— start of SUPPLIED RECORDS —

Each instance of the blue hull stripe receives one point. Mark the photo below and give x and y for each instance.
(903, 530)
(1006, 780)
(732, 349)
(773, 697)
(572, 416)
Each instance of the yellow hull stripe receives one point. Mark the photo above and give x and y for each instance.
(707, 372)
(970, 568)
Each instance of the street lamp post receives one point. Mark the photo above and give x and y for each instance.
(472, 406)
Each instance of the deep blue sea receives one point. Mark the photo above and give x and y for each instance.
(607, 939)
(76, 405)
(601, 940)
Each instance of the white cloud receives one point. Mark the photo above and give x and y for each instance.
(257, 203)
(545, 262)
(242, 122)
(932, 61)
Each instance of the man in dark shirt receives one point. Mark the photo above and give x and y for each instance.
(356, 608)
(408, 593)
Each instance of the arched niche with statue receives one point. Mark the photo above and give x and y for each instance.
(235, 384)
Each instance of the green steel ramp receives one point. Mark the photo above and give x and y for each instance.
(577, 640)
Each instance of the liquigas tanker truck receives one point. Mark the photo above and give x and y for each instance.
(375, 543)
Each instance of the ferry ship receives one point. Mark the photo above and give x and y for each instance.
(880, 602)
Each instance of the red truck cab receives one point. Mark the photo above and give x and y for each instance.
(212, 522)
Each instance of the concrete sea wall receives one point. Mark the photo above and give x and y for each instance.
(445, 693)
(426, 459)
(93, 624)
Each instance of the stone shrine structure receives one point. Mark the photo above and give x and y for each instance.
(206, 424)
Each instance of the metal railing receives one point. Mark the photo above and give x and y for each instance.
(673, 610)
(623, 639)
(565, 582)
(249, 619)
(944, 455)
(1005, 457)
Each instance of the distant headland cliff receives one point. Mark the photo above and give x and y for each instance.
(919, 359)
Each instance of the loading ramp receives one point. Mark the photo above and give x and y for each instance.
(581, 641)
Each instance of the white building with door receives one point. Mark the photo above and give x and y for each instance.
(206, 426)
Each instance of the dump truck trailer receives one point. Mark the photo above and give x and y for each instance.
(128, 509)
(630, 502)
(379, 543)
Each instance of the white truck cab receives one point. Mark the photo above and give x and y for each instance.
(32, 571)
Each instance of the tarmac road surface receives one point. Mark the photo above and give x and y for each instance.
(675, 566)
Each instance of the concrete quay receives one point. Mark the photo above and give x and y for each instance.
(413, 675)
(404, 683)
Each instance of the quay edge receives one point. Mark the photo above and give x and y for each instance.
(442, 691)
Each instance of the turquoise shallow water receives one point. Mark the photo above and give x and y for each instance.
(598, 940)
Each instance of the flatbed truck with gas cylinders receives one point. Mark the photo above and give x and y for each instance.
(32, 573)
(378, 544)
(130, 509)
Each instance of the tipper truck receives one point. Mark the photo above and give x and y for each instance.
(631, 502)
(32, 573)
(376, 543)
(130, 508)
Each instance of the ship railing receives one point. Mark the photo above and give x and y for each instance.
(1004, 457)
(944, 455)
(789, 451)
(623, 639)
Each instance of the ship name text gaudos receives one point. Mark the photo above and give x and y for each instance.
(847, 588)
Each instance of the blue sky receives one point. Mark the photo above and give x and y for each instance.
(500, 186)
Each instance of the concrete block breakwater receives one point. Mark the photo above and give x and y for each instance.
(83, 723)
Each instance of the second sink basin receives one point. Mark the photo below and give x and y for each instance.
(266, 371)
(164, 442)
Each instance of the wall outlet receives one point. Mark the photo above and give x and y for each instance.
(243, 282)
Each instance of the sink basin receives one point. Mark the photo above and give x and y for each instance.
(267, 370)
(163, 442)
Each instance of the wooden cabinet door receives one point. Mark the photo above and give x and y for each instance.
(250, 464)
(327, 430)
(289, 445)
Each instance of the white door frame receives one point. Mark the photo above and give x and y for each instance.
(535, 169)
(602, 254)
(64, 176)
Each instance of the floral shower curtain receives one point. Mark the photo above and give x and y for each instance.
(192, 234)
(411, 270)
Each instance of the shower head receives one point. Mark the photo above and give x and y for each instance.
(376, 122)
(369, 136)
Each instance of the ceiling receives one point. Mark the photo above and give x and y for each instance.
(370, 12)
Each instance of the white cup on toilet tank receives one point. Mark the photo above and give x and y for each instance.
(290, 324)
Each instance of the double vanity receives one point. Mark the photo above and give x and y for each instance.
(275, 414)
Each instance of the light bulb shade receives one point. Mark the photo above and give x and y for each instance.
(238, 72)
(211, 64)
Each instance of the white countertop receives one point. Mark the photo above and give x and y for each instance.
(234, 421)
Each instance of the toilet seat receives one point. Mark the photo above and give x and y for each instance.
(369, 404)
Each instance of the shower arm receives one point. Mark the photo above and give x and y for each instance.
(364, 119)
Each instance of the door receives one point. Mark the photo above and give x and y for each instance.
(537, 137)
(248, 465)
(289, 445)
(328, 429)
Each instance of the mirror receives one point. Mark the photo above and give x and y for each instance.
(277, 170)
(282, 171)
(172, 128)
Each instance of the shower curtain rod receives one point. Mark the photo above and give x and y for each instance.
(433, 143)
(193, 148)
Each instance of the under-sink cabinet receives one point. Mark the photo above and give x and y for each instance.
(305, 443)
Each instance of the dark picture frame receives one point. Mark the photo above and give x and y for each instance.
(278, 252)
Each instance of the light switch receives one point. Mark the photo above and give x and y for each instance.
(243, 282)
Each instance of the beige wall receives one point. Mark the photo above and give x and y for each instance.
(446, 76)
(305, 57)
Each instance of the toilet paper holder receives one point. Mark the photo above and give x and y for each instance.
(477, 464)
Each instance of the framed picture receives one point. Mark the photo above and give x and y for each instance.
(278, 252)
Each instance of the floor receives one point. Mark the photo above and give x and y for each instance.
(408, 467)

— end of SUPPLIED RECORDS —

▶ **PROBLEM**:
Copy down the whole of the data above, matching it exactly.

▶ **SOLUTION**:
Each instance of the blue hull stripe receives one point. Mark the photo below and give x and y for each instance.
(903, 530)
(1006, 780)
(732, 349)
(773, 697)
(572, 416)
Each instance of the yellow hull stripe receives one point. Mark the photo above and give x and y for each instance.
(707, 372)
(970, 568)
Each instance of the street lamp post receives one point. Mark the photo above and give x and y for each instance.
(472, 406)
Each instance of the deep blue sea receives one point. Mark the photo above and give x and y for each instance.
(607, 939)
(76, 405)
(601, 940)
Each instance of the white cloud receives one point. Mark the photo above and give x and y for each instance.
(257, 203)
(545, 262)
(242, 122)
(932, 61)
Each instance of the man in dark shirt receives one point. Mark the photo above and give x and y for each instance.
(356, 608)
(408, 593)
Each instance of the arched niche with statue receives one point. Mark the photo above and give x and y for each instance.
(235, 384)
Each instance of the green steel ramp receives one point. Mark the photo above and give x and y for each instance.
(577, 640)
Each instance of the liquigas tanker truck receives one point. Mark the photo above and give x and y for each instance.
(375, 543)
Each instance of the ferry ship receives one point. Mark the photo above and give x and y for each instance.
(880, 602)
Each instance of the red truck cab receives one point. Mark the photo above and give x and y for each instance.
(212, 522)
Each instance of the concrete sea wall receives one point. Mark the photo above and give x and y for each instance.
(445, 693)
(426, 459)
(93, 624)
Each instance of the stone shrine structure receives one point. Mark the photo above and give x and y for each instance.
(206, 424)
Each instance of the metal railing receives one point. Mark the photo above and give x and y for each instance.
(673, 610)
(623, 639)
(565, 582)
(249, 619)
(944, 455)
(1005, 457)
Each instance of the distant headland cliff receives one point. Mark the photo above and give x and y for each instance.
(919, 359)
Each instance of the loading ramp receives one point. Mark the photo above and give x and y for each instance.
(581, 641)
Each instance of the white building with door receives one point. Mark the photo above and give x and y for each instance.
(206, 426)
Each instance of the dump truck trailer receives one point. Mark the photo above and give x and y for each instance.
(128, 509)
(630, 502)
(379, 543)
Each instance of the white truck cab receives one point. Mark the photo above and give x and y for each instance.
(32, 571)
Each instance of the tarmac road surface receives one point. Mark the photo above and give x and y for each instance.
(675, 566)
Each instance of the concrete quay receives one point. Mark the photo above and give x and y for each instance.
(413, 675)
(404, 683)
Each instance of the quay edge receives one point. Mark the photo above and give x and y for each instance.
(442, 691)
Each instance of the turquoise shallow water receives one point. Mark the photo above and give x and y for each instance.
(598, 940)
Each instance of the flatbed truck with gas cylinders receives one point. Mark the photo above and give x and y for each instance.
(32, 573)
(378, 544)
(130, 509)
Each instance of the tipper truck receives one point. Mark the photo above and give x and y for each instance.
(631, 502)
(32, 573)
(376, 543)
(130, 508)
Each instance of the ship railing receives one point. Mark the photo above and give x and y for each instance.
(1004, 457)
(944, 455)
(789, 451)
(623, 639)
Each instance of the ship name text gaudos receives one point. Mark the photo above and give x and y for each instance.
(847, 588)
Each instance of the blue sky receives one point. Mark the photo above and give x and y for each instance.
(500, 186)
Each instance of the concrete block breakwater receives one point. Mark the photo above and give x and y for each instance.
(83, 723)
Each instance of the second sink basin receives one point. Mark the photo below and give x and y for each instance.
(266, 371)
(164, 442)
Each instance of the wall outlet receives one point. Mark the photo above and give x and y for each instance.
(243, 282)
Each instance of the sink basin receives one point. Mark the photo above and give x and y for each instance.
(267, 370)
(163, 442)
Each instance of the wooden cabinet door receives one point. Mark the photo above and give x and y for each instance.
(250, 464)
(327, 430)
(289, 445)
Each instance of the white door frame receives one point. Mark the photo above and give x and y for each instance.
(535, 169)
(602, 254)
(64, 176)
Each instance of the floral shower curtain receives one point. Mark the photo above and give x and y for each instance.
(192, 234)
(411, 270)
Each instance of the shower head receives one point. Mark the photo above and give x and y for each instance.
(376, 122)
(369, 136)
Each instance of the ceiling receives one point. Mark the photo above and give x and y for each instance.
(370, 12)
Each instance of the white cup on toilet tank receives one point. Mark the photo above and give x and y for each instance.
(290, 324)
Each instance of the double vanity receives one point. Mark the photo above and give x and y for each instance.
(275, 414)
Each instance of the light bulb shade receives one point. Mark the photo above and give x and y for each instance.
(238, 72)
(211, 64)
Each instance of the white countertop receives one point. Mark the photo above and give x and y for each instance.
(234, 421)
Each instance of the toilet seat receives one point. Mark the photo above and give x and y for each instance.
(369, 404)
Each instance of the shower arm receives one point. Mark the photo above and give x and y for each instance.
(364, 119)
Each instance of the door receives one point. Mark the photo above and give x and y for each instance.
(537, 137)
(248, 465)
(289, 445)
(328, 429)
Each instance of the mirror receives one point. Mark the photo above and give x and y for each instance.
(277, 170)
(282, 171)
(172, 128)
Each instance of the shower curtain rod receives one point. Mark the photo above and give x and y for each instance.
(433, 143)
(193, 148)
Each instance of the under-sink cabinet receives one point. Mark the photo above and give x and y for each instance.
(305, 443)
Each instance of the dark picture frame receives one point. Mark the photo above and give x and y for each instance.
(278, 252)
Each instance of the light switch receives one point. Mark the photo above and give x and y for each instance.
(243, 282)
Each instance of the beige wall receives one point. Mark the photo above and give x and y for each instance.
(446, 76)
(305, 57)
Each instance of the toilet paper holder receives one point. Mark the photo above and give x and y for each instance.
(477, 464)
Each instance of the framed picture receives one point. Mark the photo above and give x and y for each instance.
(278, 252)
Each instance of the floor receives one point. Mark the photo above and give x and y for each instance.
(408, 467)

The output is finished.